Begin GIVEN DATA
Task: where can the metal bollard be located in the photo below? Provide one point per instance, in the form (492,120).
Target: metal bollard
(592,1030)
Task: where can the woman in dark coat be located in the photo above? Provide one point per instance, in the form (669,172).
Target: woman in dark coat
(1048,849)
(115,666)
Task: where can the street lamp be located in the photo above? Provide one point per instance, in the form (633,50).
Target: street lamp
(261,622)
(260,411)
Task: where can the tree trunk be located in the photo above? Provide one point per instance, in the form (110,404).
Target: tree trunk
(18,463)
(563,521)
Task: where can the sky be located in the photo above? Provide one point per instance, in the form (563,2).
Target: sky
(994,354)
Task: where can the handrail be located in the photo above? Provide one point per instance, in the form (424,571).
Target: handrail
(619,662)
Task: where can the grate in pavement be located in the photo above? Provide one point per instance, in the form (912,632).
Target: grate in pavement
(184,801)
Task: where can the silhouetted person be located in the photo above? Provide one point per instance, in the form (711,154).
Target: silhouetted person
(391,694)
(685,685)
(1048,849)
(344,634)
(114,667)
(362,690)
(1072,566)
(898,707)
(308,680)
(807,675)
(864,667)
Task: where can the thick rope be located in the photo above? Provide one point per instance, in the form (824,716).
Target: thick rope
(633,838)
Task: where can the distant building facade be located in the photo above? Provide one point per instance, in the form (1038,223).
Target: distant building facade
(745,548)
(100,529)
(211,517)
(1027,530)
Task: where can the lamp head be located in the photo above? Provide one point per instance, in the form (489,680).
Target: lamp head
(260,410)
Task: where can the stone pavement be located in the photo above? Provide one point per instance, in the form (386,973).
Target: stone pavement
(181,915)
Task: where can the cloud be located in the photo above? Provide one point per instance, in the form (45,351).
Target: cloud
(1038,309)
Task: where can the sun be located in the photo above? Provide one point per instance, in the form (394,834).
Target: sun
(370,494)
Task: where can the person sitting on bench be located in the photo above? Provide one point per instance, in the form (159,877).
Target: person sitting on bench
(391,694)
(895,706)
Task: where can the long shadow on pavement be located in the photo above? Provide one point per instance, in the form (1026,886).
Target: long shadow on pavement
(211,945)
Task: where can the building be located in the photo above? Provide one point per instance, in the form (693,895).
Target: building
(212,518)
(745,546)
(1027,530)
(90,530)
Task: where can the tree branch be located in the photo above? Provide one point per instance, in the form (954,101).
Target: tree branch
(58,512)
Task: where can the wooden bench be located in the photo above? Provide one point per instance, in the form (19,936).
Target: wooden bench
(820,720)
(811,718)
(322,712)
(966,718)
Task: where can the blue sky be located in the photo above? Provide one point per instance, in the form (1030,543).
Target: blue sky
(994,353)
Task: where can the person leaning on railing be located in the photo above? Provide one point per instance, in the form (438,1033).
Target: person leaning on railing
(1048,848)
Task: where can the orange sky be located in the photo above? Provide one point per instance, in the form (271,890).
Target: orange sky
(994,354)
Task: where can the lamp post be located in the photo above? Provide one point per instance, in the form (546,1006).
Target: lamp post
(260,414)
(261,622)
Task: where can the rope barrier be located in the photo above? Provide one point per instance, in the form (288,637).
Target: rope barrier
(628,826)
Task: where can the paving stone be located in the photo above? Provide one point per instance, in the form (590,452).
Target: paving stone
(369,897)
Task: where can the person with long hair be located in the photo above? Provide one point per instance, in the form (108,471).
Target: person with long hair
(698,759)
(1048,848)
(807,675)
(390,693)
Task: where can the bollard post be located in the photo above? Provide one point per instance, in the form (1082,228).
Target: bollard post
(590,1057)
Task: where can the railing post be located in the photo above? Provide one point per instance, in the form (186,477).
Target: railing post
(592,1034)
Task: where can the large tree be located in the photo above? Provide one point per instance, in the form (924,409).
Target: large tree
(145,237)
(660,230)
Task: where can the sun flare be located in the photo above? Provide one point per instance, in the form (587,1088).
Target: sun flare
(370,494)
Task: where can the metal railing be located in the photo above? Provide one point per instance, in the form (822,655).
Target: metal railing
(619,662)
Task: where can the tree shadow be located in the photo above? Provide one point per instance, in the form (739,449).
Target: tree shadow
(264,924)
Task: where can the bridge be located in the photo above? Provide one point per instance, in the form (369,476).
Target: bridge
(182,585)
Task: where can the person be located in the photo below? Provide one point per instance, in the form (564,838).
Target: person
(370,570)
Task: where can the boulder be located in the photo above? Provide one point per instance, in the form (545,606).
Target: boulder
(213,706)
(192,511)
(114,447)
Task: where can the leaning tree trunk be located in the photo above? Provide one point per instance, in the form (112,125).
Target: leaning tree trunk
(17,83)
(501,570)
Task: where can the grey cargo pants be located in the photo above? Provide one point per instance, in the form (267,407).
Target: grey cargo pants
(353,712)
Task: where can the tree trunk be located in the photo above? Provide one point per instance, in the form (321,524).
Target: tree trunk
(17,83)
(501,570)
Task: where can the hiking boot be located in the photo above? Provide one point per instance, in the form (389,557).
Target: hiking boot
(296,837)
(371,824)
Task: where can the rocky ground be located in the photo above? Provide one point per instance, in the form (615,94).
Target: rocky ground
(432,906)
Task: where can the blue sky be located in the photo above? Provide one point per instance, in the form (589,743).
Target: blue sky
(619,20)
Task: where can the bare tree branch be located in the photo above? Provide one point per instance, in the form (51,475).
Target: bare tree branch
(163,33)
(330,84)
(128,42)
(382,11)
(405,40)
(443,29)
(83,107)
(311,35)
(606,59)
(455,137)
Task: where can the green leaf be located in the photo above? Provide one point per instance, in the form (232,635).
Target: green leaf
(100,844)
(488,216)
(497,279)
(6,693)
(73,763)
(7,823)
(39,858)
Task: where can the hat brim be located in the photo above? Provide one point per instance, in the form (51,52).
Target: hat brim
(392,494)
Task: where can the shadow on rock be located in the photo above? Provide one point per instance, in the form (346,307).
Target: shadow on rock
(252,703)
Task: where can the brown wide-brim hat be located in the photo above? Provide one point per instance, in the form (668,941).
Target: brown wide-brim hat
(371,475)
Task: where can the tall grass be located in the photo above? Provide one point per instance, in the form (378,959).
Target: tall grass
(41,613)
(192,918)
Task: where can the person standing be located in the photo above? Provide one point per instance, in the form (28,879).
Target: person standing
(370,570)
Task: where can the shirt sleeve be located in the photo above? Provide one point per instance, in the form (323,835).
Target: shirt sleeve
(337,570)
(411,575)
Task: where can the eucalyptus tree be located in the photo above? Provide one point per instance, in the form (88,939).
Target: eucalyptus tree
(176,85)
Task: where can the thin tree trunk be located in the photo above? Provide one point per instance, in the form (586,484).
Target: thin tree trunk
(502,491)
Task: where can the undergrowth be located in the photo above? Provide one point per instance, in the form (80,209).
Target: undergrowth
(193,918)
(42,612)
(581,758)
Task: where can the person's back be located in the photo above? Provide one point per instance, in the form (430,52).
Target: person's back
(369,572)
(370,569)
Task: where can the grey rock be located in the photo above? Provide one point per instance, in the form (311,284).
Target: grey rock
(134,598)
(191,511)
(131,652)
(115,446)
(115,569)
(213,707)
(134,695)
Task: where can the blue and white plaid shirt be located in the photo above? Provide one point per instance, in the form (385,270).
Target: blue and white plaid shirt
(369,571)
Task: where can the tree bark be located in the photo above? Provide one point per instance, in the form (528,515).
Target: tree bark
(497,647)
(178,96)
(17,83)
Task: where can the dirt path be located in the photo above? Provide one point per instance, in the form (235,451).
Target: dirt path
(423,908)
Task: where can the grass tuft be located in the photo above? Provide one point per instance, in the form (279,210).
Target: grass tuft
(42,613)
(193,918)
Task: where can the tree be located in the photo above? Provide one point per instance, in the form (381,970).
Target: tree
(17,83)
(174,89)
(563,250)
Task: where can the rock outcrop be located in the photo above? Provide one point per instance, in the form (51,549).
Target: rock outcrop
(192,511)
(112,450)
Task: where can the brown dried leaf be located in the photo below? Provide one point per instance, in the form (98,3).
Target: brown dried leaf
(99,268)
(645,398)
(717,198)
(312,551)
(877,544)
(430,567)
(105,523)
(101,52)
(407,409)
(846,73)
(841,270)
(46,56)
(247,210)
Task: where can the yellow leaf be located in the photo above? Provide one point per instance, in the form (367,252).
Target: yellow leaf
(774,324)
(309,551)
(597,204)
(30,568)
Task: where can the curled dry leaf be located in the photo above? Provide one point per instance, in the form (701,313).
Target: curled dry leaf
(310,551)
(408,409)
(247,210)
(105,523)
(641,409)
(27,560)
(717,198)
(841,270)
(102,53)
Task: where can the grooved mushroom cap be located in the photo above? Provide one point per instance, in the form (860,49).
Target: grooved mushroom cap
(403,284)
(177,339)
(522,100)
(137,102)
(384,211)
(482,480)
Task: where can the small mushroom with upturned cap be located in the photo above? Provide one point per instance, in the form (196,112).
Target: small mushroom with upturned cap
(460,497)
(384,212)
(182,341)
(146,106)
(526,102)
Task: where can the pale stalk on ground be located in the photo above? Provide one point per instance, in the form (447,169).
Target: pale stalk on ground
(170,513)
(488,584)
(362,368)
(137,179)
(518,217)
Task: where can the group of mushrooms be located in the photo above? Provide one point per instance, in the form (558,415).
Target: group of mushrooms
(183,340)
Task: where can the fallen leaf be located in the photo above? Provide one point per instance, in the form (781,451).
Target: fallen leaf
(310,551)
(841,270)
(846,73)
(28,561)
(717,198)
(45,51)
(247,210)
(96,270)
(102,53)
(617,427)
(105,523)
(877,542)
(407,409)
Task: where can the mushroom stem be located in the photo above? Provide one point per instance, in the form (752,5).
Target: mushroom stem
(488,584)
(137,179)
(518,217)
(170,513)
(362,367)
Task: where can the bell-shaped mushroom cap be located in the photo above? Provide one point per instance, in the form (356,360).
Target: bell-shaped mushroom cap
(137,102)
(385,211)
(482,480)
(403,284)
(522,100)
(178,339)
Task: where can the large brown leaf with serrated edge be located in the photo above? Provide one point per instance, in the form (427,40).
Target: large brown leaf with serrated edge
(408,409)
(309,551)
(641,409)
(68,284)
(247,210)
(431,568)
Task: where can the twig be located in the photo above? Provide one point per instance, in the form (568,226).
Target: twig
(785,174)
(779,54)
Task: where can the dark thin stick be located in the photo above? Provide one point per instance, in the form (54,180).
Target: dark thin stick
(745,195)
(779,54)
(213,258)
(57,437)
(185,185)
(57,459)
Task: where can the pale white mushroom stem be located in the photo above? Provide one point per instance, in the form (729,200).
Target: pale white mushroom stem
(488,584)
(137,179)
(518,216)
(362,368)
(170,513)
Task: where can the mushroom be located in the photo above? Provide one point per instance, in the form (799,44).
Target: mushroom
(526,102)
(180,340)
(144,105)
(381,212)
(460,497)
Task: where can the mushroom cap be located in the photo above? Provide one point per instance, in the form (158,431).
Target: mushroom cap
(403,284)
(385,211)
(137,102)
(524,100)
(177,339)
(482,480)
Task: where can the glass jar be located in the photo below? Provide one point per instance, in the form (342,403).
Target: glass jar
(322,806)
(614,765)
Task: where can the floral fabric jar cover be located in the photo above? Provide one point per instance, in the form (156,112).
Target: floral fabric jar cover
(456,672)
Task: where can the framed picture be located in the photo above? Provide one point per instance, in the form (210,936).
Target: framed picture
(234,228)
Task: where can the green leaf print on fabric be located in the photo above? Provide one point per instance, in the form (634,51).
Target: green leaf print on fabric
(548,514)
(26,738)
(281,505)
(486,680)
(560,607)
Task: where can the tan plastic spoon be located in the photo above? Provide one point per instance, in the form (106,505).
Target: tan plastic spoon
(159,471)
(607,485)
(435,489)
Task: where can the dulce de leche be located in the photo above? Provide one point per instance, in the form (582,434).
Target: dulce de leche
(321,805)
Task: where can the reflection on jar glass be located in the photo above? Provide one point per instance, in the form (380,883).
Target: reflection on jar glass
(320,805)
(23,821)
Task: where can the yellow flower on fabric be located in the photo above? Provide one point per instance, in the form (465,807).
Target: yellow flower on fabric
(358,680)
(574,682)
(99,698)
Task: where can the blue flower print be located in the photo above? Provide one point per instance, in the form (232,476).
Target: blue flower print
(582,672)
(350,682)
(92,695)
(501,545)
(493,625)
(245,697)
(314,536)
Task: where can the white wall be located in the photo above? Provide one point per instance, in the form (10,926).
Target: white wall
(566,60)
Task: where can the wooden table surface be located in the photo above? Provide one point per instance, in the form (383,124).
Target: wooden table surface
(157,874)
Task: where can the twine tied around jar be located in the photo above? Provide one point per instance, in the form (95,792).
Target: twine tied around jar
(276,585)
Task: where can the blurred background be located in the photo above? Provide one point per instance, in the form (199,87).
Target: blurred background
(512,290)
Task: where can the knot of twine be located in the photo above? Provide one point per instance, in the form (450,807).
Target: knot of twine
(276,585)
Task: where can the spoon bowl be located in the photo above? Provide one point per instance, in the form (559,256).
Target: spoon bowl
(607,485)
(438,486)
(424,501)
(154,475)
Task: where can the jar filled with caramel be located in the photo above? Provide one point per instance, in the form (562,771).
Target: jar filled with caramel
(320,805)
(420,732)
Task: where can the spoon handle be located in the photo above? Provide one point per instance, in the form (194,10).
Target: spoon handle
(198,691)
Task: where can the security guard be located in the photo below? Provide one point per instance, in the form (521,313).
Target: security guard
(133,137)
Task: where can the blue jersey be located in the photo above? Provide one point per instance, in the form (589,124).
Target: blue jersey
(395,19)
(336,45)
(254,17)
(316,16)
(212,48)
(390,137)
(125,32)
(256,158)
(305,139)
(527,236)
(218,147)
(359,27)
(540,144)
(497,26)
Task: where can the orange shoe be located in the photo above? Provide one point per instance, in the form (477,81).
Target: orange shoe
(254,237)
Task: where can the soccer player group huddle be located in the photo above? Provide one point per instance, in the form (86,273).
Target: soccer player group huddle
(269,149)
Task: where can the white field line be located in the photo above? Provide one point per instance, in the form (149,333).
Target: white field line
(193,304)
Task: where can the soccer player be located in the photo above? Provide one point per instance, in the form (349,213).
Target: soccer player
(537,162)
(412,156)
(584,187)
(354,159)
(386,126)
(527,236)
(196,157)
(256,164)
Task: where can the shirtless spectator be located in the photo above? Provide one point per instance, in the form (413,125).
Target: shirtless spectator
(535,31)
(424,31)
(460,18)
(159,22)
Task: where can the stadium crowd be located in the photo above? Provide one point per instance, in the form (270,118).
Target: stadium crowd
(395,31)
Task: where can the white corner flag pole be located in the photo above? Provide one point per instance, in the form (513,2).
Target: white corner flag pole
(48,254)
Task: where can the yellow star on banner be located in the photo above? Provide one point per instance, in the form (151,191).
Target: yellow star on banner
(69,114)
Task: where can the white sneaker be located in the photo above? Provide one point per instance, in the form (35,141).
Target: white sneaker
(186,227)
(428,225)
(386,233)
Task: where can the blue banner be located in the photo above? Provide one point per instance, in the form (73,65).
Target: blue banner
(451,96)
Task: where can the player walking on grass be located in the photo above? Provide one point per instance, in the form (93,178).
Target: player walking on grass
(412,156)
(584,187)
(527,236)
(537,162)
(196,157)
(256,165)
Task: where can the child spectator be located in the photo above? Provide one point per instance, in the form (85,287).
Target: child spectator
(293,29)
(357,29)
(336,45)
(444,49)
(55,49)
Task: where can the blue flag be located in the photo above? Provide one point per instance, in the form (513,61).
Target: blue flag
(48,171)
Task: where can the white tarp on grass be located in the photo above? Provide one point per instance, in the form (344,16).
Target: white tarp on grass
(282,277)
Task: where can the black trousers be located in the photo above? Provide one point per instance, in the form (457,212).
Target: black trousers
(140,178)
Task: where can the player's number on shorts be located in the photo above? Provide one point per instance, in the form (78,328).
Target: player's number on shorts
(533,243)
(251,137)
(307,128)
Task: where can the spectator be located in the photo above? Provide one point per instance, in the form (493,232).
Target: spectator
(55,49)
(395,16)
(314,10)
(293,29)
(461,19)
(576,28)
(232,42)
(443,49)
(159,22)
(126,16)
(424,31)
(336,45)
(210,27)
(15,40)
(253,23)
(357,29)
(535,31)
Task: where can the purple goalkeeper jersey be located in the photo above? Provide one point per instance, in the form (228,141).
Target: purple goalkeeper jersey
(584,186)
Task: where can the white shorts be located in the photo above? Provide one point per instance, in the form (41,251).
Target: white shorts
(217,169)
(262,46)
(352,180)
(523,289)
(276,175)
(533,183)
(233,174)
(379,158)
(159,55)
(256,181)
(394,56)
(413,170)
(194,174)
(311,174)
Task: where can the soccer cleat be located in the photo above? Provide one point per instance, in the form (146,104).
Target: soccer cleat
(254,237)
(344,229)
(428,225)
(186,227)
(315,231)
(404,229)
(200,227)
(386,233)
End GIVEN DATA
> [EXERCISE INSTRUCTIONS]
Extract the lines above from the one containing "Task: where can the spectator" to the last line, both included, exactly as written.

> [COMPLETED TASK]
Task: where can the spectator be located in the photo above? Provide one point per instance, in the form (493,232).
Target: spectator
(55,49)
(395,16)
(314,10)
(293,29)
(461,19)
(576,28)
(232,42)
(443,49)
(159,22)
(126,16)
(424,31)
(336,45)
(210,27)
(15,40)
(253,23)
(357,29)
(535,31)
Task: where can the purple goalkeeper jersey be located in the photo above? Provide one point per instance, in the form (228,141).
Target: purple goalkeeper jersey
(584,186)
Task: where can the white shorts be located in the photo above? Provide one point per instance, in the form (41,251).
Target: white shorts
(217,169)
(262,46)
(352,180)
(523,289)
(276,175)
(533,183)
(233,174)
(379,158)
(159,55)
(256,181)
(394,56)
(413,170)
(194,174)
(311,174)
Task: where can the soccer cleat be located in the photo above? Provide one point per instance, in the form (146,104).
Target: soccer cleat
(254,237)
(344,229)
(428,225)
(186,227)
(315,231)
(404,229)
(200,227)
(386,233)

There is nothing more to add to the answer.